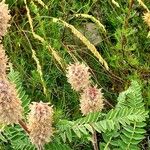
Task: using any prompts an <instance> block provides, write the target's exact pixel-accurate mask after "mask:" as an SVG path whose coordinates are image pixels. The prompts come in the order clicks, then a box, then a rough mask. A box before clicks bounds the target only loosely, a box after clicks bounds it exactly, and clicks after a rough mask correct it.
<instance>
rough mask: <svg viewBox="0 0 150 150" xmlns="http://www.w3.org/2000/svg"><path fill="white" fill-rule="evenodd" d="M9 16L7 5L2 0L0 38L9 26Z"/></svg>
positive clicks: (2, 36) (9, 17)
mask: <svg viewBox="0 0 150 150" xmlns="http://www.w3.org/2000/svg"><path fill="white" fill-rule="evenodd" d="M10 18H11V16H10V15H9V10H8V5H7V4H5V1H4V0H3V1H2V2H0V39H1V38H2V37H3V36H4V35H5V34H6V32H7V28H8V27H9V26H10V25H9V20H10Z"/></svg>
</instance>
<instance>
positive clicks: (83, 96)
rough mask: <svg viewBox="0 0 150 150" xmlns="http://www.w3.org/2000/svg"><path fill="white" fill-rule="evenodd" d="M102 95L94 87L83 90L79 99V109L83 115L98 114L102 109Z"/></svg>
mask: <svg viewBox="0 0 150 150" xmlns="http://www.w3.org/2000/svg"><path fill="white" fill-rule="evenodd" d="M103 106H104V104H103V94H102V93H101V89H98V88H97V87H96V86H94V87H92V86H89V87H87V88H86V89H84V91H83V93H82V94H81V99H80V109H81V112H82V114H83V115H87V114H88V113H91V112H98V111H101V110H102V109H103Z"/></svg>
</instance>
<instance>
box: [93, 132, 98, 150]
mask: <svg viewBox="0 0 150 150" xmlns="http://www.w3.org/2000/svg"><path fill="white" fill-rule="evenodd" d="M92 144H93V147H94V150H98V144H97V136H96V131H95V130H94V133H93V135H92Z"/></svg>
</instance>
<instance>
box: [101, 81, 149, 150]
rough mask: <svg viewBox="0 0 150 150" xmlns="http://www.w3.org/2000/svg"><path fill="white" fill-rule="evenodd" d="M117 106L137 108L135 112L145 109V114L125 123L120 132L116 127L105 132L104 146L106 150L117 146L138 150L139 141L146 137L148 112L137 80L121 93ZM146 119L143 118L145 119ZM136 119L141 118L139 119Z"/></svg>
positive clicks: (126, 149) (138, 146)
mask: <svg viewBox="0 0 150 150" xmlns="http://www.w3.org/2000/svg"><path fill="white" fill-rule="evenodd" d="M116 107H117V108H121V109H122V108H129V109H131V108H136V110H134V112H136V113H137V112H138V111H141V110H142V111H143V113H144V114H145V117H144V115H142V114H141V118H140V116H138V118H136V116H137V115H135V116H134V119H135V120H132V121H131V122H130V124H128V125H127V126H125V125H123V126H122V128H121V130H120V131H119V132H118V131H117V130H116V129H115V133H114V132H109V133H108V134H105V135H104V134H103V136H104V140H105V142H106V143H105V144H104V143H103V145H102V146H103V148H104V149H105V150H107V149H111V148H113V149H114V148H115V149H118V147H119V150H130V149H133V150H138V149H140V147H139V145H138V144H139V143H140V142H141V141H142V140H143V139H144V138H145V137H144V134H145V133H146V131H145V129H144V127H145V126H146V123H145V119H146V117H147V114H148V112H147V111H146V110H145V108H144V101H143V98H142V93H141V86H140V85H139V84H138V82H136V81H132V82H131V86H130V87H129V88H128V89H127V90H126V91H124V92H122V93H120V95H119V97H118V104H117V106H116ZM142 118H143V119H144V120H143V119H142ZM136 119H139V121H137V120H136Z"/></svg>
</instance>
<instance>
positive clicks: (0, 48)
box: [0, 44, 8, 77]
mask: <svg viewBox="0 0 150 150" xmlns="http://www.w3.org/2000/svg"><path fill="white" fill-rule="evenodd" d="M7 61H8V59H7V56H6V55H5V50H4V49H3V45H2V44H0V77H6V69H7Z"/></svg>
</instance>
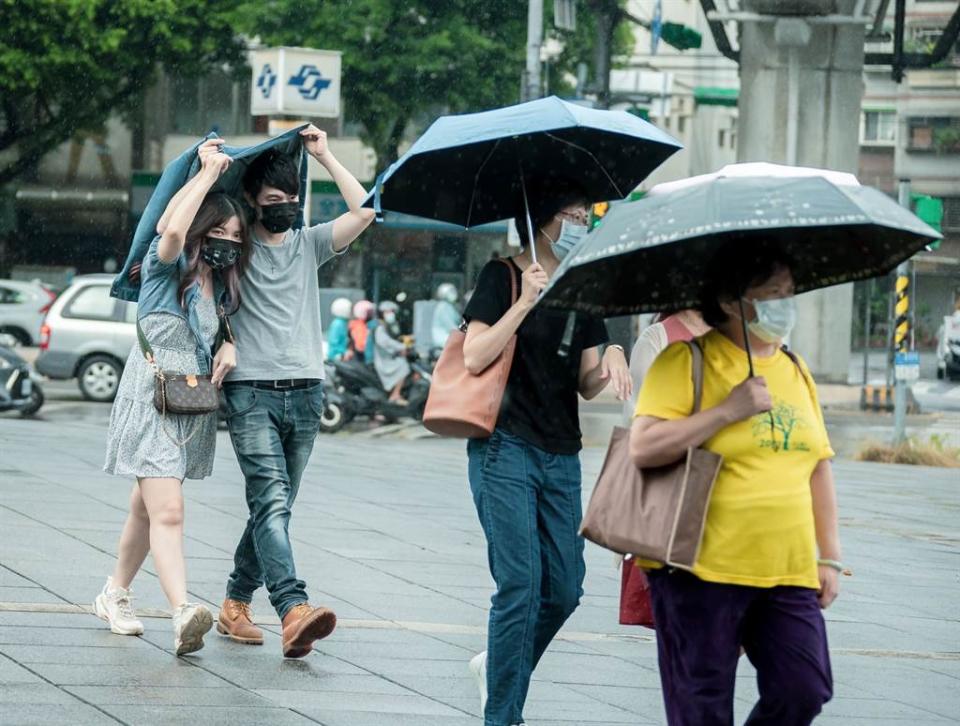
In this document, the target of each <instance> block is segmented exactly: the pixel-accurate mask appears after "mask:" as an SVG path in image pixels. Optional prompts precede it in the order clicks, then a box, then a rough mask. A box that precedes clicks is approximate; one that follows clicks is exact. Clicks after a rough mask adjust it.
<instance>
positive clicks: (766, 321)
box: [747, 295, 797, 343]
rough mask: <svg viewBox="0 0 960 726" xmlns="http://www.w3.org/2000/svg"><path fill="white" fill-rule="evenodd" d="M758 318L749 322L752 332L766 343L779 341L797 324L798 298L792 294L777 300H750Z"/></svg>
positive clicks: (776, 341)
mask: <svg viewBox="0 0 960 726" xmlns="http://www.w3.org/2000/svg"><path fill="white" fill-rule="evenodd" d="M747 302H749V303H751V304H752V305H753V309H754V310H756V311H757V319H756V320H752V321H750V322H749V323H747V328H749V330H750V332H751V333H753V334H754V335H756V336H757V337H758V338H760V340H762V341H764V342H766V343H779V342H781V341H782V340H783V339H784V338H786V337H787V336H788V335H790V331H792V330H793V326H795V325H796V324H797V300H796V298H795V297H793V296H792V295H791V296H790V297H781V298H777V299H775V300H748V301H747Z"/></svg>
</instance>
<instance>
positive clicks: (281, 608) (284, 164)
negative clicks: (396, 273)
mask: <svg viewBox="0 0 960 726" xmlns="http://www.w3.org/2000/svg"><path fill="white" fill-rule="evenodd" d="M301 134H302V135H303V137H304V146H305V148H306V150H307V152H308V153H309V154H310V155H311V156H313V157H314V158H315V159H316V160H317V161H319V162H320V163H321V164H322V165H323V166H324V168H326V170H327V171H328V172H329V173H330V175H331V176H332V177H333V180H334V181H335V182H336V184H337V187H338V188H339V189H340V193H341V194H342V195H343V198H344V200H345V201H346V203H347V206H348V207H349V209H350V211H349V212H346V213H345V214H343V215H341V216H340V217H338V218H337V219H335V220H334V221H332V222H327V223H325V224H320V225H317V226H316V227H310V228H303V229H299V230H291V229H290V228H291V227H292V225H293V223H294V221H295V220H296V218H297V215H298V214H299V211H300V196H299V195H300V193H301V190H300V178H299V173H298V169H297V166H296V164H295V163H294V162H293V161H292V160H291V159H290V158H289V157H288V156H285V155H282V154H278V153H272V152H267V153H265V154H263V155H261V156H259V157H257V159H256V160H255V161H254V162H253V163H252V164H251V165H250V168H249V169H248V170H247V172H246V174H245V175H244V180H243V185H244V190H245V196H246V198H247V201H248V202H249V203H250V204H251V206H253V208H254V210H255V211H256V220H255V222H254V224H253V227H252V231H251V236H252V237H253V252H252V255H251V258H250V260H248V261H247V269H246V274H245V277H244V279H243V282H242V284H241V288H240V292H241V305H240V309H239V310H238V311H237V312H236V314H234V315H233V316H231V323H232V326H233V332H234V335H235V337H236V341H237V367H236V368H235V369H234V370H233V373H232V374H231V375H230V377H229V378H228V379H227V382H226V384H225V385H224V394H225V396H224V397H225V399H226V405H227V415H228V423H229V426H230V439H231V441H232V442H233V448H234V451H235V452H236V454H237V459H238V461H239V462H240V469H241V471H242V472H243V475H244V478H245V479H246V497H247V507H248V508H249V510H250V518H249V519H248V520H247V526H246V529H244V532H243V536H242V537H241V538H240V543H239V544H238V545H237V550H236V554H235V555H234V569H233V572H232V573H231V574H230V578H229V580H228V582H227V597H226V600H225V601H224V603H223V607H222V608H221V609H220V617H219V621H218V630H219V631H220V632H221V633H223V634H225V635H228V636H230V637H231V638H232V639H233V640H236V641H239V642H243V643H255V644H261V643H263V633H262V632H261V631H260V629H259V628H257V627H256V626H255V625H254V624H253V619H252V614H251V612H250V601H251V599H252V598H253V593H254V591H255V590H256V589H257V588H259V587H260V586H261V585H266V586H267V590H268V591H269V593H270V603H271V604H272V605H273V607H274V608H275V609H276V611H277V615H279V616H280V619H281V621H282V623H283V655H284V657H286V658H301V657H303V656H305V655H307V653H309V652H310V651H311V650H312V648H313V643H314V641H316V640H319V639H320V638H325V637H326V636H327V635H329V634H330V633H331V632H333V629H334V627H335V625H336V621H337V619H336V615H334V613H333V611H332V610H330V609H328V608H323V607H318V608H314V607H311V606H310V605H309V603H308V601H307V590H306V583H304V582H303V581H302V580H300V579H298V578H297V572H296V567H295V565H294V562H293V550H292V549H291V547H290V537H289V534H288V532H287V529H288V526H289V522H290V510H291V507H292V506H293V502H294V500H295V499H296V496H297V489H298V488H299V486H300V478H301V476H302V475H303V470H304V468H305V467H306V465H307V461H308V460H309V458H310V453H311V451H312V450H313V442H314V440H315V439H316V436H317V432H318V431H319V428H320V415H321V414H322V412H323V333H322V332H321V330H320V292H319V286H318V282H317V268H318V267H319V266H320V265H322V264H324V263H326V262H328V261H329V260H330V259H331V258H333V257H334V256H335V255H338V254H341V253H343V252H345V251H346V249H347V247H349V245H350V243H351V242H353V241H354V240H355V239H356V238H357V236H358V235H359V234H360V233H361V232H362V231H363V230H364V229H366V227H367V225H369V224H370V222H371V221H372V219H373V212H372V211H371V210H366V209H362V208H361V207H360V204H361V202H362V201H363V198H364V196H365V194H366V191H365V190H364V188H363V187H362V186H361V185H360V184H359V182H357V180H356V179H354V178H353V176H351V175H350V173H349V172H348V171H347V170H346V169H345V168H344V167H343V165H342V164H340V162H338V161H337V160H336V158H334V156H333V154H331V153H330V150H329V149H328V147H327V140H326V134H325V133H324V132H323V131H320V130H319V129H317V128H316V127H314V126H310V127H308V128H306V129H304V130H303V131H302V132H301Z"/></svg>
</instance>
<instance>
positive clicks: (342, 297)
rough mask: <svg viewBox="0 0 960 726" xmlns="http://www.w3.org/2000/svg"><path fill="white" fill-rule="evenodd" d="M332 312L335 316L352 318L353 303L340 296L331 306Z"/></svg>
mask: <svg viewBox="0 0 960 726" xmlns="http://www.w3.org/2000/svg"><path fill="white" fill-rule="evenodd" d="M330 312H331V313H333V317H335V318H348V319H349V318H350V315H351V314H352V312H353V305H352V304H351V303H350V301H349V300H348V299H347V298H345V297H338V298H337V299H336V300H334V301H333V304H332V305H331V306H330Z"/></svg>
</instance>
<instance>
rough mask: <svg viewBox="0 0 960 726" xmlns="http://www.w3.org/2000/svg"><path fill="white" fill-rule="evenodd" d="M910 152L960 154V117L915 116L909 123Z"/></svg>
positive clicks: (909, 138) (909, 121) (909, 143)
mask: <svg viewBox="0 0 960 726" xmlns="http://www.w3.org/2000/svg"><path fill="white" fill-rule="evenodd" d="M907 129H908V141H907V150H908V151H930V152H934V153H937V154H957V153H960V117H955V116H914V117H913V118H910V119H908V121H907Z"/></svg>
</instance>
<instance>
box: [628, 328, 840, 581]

* * *

- **ACTIVITY**: Could you write out, exactly as they stand, only the lines above that begin at the line with "312L335 316L352 318L353" and stop after the line with "152L960 154V117L915 116L909"?

- **RESPONSE BELOW**:
rough mask: <svg viewBox="0 0 960 726" xmlns="http://www.w3.org/2000/svg"><path fill="white" fill-rule="evenodd" d="M332 312L335 316L352 318L353 303L340 296L331 306Z"/></svg>
mask: <svg viewBox="0 0 960 726" xmlns="http://www.w3.org/2000/svg"><path fill="white" fill-rule="evenodd" d="M330 312H331V313H333V317H335V318H348V319H349V318H350V315H351V314H352V312H353V305H352V304H351V303H350V301H349V300H348V299H347V298H345V297H338V298H337V299H336V300H334V301H333V304H332V305H331V306H330Z"/></svg>
</instance>
<instance>
rough mask: <svg viewBox="0 0 960 726" xmlns="http://www.w3.org/2000/svg"><path fill="white" fill-rule="evenodd" d="M910 152L960 154V117L915 116L909 123Z"/></svg>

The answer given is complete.